[WHAT TO WORK ON] Copy every line of the data below word for word, and leave the pictures out of your copy.

[INFORMATION GIVEN]
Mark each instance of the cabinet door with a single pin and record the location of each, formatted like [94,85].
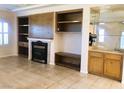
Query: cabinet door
[112,68]
[96,65]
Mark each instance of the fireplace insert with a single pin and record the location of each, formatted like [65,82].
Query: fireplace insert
[39,52]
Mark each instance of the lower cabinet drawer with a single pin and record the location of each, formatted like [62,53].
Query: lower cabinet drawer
[105,64]
[112,68]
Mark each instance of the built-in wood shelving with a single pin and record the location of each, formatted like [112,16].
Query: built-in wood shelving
[23,28]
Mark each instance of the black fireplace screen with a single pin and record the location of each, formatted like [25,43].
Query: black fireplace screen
[39,52]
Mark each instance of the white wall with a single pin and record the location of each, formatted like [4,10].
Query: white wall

[EXERCISE SOLUTION]
Mark each instance of the cabinet door with a single pin and record the location of each, formatted like [94,85].
Query: cabinet door
[112,68]
[96,65]
Mark each instance of the fireplace insert with a single pin and record the location of each, formatted like [65,82].
Query: fireplace insert
[39,52]
Mark each instance of the lower cabinet drawer with a single pin and record the location of each, formatted like [62,53].
Query: lower cabinet drawer
[105,64]
[112,68]
Mark each instance of the built-in wood shelving with a single pin and record the location of each, formatted like [112,16].
Query: built-in wood shelving
[23,28]
Mark each instance of the black fireplace screen with a single pin and record the location of each, formatted like [25,43].
Query: black fireplace screen
[39,52]
Mark each instance of the white wall with a single pin and record the location of each, formatted like [4,10].
Query: white wall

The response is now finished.